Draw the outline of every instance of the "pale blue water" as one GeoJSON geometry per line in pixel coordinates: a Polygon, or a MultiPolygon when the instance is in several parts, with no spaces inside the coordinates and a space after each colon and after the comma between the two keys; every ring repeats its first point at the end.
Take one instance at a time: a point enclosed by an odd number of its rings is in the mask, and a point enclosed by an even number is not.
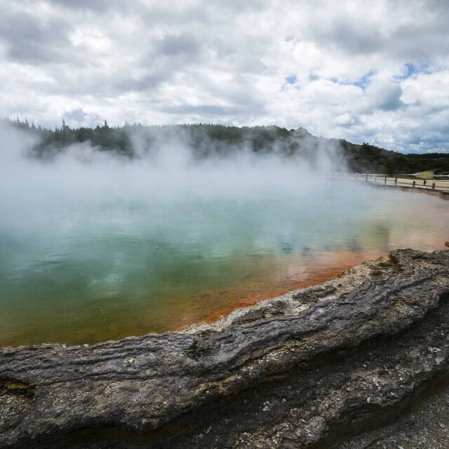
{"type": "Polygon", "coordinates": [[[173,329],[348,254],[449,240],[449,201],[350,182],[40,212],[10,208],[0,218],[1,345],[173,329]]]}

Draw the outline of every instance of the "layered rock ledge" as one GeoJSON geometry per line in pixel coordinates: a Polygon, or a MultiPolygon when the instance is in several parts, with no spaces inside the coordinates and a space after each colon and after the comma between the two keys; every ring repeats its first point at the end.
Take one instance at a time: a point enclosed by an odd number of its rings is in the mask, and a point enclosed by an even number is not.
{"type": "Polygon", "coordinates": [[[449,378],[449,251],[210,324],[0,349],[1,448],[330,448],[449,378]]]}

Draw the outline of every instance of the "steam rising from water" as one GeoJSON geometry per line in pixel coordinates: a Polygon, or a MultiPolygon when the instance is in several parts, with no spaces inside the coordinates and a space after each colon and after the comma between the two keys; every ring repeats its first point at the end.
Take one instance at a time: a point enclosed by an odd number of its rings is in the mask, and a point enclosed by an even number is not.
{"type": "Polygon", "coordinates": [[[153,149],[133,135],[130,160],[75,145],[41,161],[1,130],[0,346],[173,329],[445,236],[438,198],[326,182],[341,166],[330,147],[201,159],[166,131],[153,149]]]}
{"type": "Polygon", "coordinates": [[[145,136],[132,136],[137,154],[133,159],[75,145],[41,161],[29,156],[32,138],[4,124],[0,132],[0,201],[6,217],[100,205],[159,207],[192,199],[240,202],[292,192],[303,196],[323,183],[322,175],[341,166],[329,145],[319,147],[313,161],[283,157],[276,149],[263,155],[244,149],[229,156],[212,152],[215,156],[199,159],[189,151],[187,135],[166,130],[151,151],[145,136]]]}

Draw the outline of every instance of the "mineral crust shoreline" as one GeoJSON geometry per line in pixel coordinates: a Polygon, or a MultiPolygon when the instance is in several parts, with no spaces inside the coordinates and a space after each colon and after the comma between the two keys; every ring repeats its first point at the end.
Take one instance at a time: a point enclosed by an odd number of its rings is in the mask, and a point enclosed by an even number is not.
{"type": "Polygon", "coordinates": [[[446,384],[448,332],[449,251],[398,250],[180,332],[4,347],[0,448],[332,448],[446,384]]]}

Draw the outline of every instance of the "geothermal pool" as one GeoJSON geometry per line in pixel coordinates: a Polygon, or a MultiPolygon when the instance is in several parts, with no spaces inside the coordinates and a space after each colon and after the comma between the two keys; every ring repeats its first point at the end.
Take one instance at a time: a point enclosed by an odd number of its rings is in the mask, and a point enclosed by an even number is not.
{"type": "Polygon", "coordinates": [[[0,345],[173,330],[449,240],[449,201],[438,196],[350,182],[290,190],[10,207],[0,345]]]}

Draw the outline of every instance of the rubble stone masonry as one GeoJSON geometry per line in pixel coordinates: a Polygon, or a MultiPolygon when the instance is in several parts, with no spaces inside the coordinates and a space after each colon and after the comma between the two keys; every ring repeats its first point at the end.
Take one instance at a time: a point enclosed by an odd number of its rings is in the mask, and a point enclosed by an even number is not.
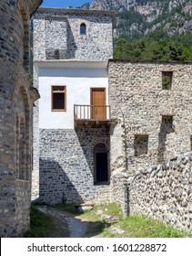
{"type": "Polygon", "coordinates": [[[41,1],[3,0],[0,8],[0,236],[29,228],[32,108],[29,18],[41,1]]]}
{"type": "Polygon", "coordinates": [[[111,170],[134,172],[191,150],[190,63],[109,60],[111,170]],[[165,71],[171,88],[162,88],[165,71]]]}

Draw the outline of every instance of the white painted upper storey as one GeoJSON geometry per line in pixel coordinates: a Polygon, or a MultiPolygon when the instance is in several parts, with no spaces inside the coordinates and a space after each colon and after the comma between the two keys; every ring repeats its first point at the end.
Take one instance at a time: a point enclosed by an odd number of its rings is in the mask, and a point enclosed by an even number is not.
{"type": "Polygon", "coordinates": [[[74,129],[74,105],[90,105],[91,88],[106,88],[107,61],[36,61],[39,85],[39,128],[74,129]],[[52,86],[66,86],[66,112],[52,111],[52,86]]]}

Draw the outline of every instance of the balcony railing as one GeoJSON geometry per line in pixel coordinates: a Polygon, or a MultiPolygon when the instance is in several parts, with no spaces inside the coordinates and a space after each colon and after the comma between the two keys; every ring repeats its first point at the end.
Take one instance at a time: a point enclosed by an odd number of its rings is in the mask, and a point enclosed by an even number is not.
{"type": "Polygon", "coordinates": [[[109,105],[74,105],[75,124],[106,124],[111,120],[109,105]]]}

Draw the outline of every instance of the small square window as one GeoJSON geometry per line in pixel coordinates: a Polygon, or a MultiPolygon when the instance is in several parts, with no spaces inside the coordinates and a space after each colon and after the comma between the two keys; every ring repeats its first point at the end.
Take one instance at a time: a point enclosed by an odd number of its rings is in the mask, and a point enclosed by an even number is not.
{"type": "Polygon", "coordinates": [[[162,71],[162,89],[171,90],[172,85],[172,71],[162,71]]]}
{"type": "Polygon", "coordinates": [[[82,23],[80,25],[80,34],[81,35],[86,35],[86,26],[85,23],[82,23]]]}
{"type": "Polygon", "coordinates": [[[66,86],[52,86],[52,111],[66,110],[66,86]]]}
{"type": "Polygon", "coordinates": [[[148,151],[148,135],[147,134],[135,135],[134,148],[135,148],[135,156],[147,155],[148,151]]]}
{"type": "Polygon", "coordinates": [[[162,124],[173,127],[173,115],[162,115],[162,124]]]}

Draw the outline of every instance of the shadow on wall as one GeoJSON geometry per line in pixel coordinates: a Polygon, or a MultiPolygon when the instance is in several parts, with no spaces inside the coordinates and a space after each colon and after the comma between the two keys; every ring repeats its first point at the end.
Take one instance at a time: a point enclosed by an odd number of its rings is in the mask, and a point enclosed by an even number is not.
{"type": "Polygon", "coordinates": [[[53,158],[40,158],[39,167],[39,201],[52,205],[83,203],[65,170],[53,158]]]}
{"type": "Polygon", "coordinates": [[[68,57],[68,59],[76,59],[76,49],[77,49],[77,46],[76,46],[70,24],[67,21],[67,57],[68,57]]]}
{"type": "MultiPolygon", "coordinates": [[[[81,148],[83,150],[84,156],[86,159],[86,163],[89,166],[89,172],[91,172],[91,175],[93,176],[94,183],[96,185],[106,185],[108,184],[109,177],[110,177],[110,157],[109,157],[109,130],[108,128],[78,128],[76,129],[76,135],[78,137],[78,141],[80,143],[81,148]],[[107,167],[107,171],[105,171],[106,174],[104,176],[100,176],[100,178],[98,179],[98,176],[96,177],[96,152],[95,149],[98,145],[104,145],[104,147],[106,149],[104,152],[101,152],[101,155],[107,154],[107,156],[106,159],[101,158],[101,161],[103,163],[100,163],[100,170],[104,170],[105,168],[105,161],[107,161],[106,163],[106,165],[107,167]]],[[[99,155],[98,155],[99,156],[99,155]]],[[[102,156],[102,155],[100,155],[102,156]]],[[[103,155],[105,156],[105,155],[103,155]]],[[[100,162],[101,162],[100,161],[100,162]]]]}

• • • • • • •

**TASK INSTRUCTIONS:** Reproduce verbatim every line starting at the one that contains "Draw the outline of every instance of the shadow" and ending at the last line of the items.

**SOLUTION TO THIS PROBLEM:**
Draw the outline of every instance of the shadow on wall as one GeoJSON geometry per line in pixel coordinates: a Polygon, or a MultiPolygon when the instance is in several parts, with no spaces inside the coordinates and a space after each colon and after the comma between the two keys; every ring repeats its first point at the end.
Take one instance at a time: a point enclosed by an odd number of its rings is in the mask, and a point enclosed by an even number is not.
{"type": "Polygon", "coordinates": [[[53,158],[40,158],[39,167],[39,201],[52,205],[83,203],[65,170],[53,158]]]}
{"type": "Polygon", "coordinates": [[[68,57],[68,59],[76,59],[76,49],[77,49],[77,46],[76,46],[70,24],[67,21],[67,57],[68,57]]]}
{"type": "MultiPolygon", "coordinates": [[[[81,148],[83,150],[84,156],[86,159],[86,163],[89,166],[89,172],[91,172],[91,175],[93,176],[94,183],[96,185],[106,185],[108,184],[109,177],[110,177],[110,157],[109,157],[109,130],[108,128],[78,128],[76,129],[76,135],[78,137],[78,141],[80,143],[81,148]],[[107,167],[107,171],[105,171],[106,174],[104,176],[100,176],[100,178],[98,179],[98,176],[96,177],[96,152],[95,149],[98,145],[104,145],[104,147],[106,149],[104,152],[101,152],[101,155],[107,154],[107,156],[106,159],[101,158],[101,161],[103,163],[100,163],[100,170],[104,170],[105,168],[105,161],[107,161],[106,163],[106,165],[107,167]]],[[[99,155],[98,155],[99,156],[99,155]]],[[[102,156],[102,155],[100,155],[102,156]]],[[[103,155],[105,156],[105,155],[103,155]]],[[[100,162],[101,162],[100,161],[100,162]]]]}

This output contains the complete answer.